▶ **Instructions for the task**:
Your task is to transcribe all of the records exactly and leave out the pictures.

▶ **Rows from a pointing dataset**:

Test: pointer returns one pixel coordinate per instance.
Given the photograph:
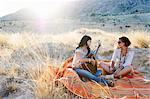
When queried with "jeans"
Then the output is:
(89, 75)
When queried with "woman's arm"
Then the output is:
(78, 55)
(129, 58)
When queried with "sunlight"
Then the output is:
(48, 9)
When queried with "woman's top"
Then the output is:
(76, 60)
(125, 60)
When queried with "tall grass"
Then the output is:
(30, 55)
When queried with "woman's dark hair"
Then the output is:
(125, 40)
(83, 42)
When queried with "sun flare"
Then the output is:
(48, 9)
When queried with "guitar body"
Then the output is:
(90, 67)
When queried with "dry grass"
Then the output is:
(36, 58)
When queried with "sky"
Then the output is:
(11, 6)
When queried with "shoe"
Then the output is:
(109, 77)
(111, 84)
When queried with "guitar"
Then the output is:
(90, 66)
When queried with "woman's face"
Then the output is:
(121, 44)
(89, 43)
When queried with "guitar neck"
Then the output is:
(97, 49)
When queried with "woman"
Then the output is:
(80, 56)
(121, 62)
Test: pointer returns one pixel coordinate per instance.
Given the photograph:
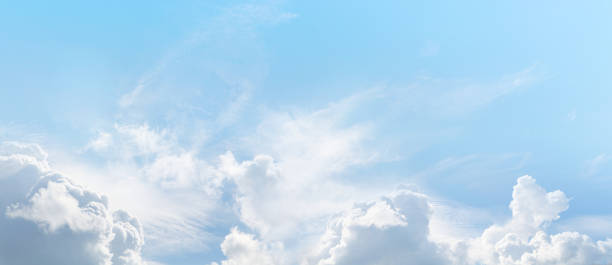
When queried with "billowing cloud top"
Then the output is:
(47, 219)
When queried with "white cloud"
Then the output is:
(396, 229)
(242, 248)
(47, 219)
(393, 230)
(523, 239)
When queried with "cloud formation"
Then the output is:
(47, 219)
(396, 230)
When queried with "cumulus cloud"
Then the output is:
(47, 219)
(242, 248)
(523, 240)
(396, 229)
(393, 230)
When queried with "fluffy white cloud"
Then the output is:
(47, 219)
(524, 241)
(396, 230)
(393, 230)
(242, 248)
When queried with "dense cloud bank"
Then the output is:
(47, 219)
(396, 230)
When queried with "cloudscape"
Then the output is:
(305, 132)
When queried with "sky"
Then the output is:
(305, 132)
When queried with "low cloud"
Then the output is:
(47, 219)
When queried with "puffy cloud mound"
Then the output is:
(396, 230)
(242, 248)
(523, 240)
(393, 230)
(47, 219)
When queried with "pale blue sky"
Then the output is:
(457, 97)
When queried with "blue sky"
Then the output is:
(178, 103)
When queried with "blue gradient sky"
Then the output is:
(457, 97)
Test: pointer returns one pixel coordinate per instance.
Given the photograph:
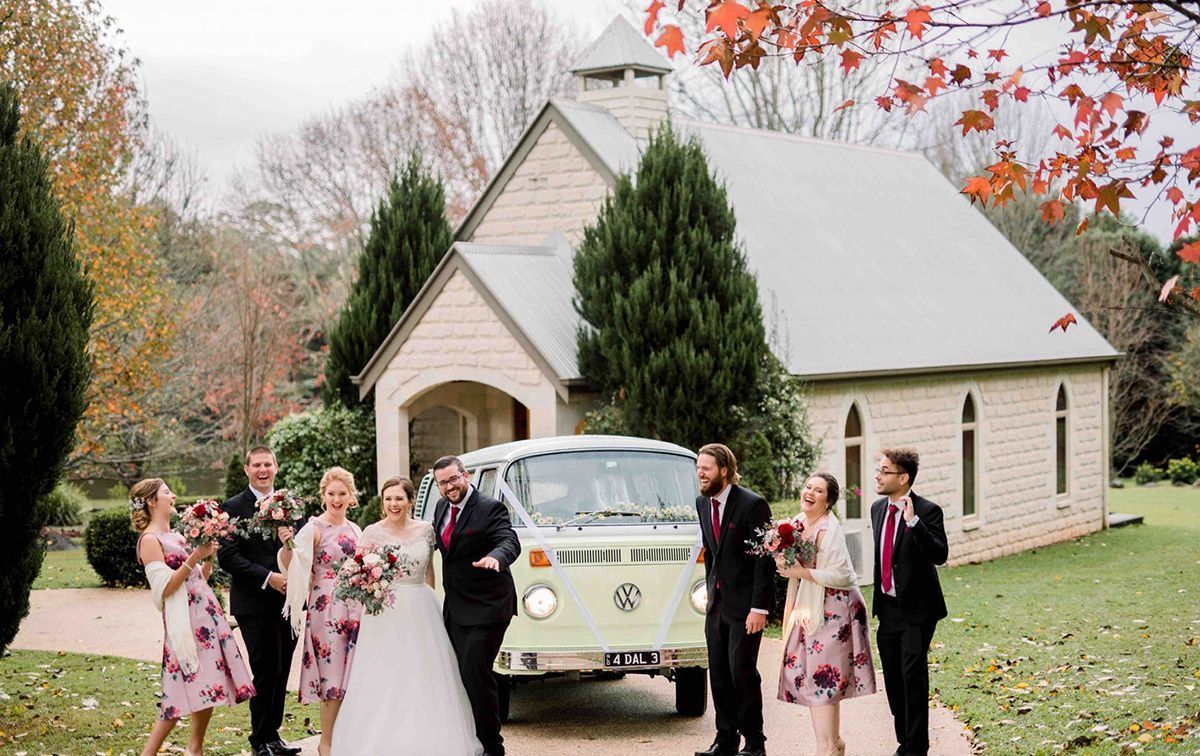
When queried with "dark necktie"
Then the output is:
(889, 538)
(448, 532)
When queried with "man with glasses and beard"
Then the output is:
(741, 592)
(910, 543)
(478, 544)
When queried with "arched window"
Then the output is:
(1060, 439)
(853, 435)
(969, 457)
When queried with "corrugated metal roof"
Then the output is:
(606, 137)
(619, 46)
(533, 285)
(876, 263)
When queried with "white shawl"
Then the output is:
(174, 611)
(300, 574)
(834, 569)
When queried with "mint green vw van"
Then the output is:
(610, 580)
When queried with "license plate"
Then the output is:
(631, 659)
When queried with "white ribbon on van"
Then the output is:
(535, 531)
(681, 587)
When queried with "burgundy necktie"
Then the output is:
(889, 537)
(717, 520)
(449, 529)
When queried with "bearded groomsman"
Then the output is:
(910, 543)
(739, 595)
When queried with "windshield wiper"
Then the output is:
(585, 517)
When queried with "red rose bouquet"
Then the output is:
(366, 576)
(205, 522)
(276, 510)
(784, 539)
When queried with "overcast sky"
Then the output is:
(221, 73)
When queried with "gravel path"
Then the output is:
(551, 718)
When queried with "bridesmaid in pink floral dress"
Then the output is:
(220, 677)
(331, 625)
(827, 652)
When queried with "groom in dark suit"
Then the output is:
(256, 600)
(478, 544)
(741, 593)
(910, 541)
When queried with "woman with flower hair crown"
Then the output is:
(202, 666)
(330, 625)
(827, 651)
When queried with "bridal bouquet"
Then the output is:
(365, 576)
(205, 522)
(276, 510)
(784, 539)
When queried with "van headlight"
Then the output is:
(699, 597)
(540, 601)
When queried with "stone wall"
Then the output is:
(1017, 505)
(553, 190)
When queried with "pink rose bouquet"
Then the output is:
(205, 522)
(784, 539)
(366, 576)
(281, 509)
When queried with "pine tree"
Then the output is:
(409, 234)
(673, 328)
(46, 309)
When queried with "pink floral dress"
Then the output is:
(331, 627)
(834, 663)
(221, 676)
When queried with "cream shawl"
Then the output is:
(174, 611)
(834, 569)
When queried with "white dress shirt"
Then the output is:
(721, 498)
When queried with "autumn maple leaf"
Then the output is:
(726, 16)
(1063, 322)
(671, 40)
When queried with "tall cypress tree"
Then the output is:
(46, 309)
(673, 325)
(409, 234)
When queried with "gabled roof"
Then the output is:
(591, 129)
(877, 264)
(619, 47)
(528, 288)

▶ **Task result**:
Test: pointer returns one pixel coordinate per instance.
Given the photograph:
When queried with "jeans"
Then the output is:
(89, 75)
When queried with "woman's arm"
Then the output is:
(78, 55)
(129, 58)
When queried with "sunlight"
Then the output is:
(48, 9)
When queried with "woman's top"
Then the output is:
(76, 60)
(125, 60)
When queried with "tall grass"
Then the output is:
(30, 55)
When queried with "woman's dark hair"
Then the output is:
(125, 40)
(83, 42)
When queried with "sun flare"
Then the output is:
(48, 9)
When queried with "guitar body"
Then the output is:
(90, 67)
When queried with "dry grass"
Then the output is:
(36, 58)
When queried with "sky"
Then the output is:
(11, 6)
When queried with "shoe"
Then the output is:
(109, 77)
(111, 84)
When queried with "guitar"
Then the output is:
(90, 66)
When queried with "woman's face"
Then the output is:
(121, 44)
(89, 43)
When queried with "guitar neck"
Then the output is:
(97, 49)
When queried with "woman"
Then the output is:
(80, 56)
(121, 62)
Test: pointer returns one pixel coordinate per instance.
Given the photograph:
When queried with "billowing cloud top"
Then the output is:
(47, 219)
When queried with "white cloud"
Then the output is:
(396, 229)
(242, 248)
(47, 219)
(393, 230)
(523, 239)
When queried with "cloud formation"
Then the output is:
(47, 219)
(396, 230)
When queried with "cumulus cloud"
Then the output is:
(47, 219)
(242, 248)
(523, 240)
(396, 229)
(393, 230)
When queried with "fluffy white cloud"
Then the output is:
(47, 219)
(524, 241)
(396, 230)
(393, 230)
(242, 248)
When queried with "dense cloud bank"
Then the output is:
(47, 219)
(396, 230)
When queried with "cloudscape"
Then the output is:
(305, 132)
When queried with "sky"
Then the output is:
(305, 132)
When queried with "low cloud"
Then the output is:
(47, 219)
When queried with "puffy cloud mound"
Then the output is:
(396, 230)
(242, 248)
(523, 240)
(393, 230)
(47, 219)
When queried with "pale blue sky"
Then the output is:
(457, 97)
When queried with "blue sky"
Then the output is:
(178, 103)
When queried with "blue gradient sky"
Then the output is:
(457, 97)
Test: pointer returns one pixel coordinate per instance.
Given the photograph:
When queried with "dark necktie"
Then the output is:
(889, 538)
(448, 532)
When queried with "man with glasses and beard"
Then the output is:
(741, 592)
(910, 543)
(478, 544)
When queried with "arched window"
Then the output is:
(1060, 439)
(853, 435)
(969, 457)
When queried with "corrugated metal roof"
Then the output is:
(606, 137)
(619, 46)
(533, 285)
(876, 263)
When queried with "white shawl"
Then the output is:
(174, 611)
(300, 574)
(834, 569)
When queried with "mint green vw van"
Then the output is:
(610, 580)
When queried with "license plate"
Then the output is:
(631, 659)
When queried with "white ribbon on van"
Then the output is:
(535, 531)
(681, 587)
When queried with "burgundy necktie"
Then the output is:
(889, 537)
(717, 520)
(449, 529)
When queried with "bearded groomsman"
Then the output is:
(910, 543)
(739, 595)
When queried with "windshield wiper"
Then the output is:
(585, 517)
When queried with "red rose bouquet"
Then the output is:
(366, 576)
(205, 522)
(276, 510)
(784, 539)
When queried with "overcast sky"
Then the output is:
(221, 73)
When queried with "gravel path"
Then the output is:
(551, 718)
When queried with "bridesmaid in pink floral dress"
Then the output is:
(220, 677)
(331, 625)
(827, 652)
When queried with "groom in dark suit"
Then the output is:
(256, 600)
(478, 544)
(741, 593)
(910, 541)
When queried with "woman with flower hair crown"
Then the output is:
(202, 666)
(330, 625)
(827, 651)
When queried with "bridal bouquet"
Then the output is:
(365, 576)
(205, 522)
(276, 510)
(784, 539)
When queried with "van headlight"
Then the output is:
(699, 597)
(540, 601)
When queried with "stone wall"
Then the output is:
(1017, 505)
(553, 190)
When queried with "pink rose bouquet"
Then the output is:
(205, 522)
(784, 539)
(366, 576)
(281, 509)
When queried with "pine tree"
Then the output is:
(409, 234)
(673, 328)
(46, 309)
When queried with "pink floral dress"
Then the output is:
(331, 627)
(834, 663)
(221, 676)
When queried with "cream shawl"
Then the output is:
(174, 611)
(834, 569)
When queried with "white dress shirt"
Then the output is:
(721, 498)
When queried with "autumn maple leaf"
Then the output is:
(726, 16)
(1063, 322)
(671, 40)
When queried with "tall cypress tree"
Then the output is:
(46, 309)
(673, 325)
(409, 234)
When queried with "gabled roof"
Then the output is:
(591, 129)
(877, 264)
(619, 47)
(528, 288)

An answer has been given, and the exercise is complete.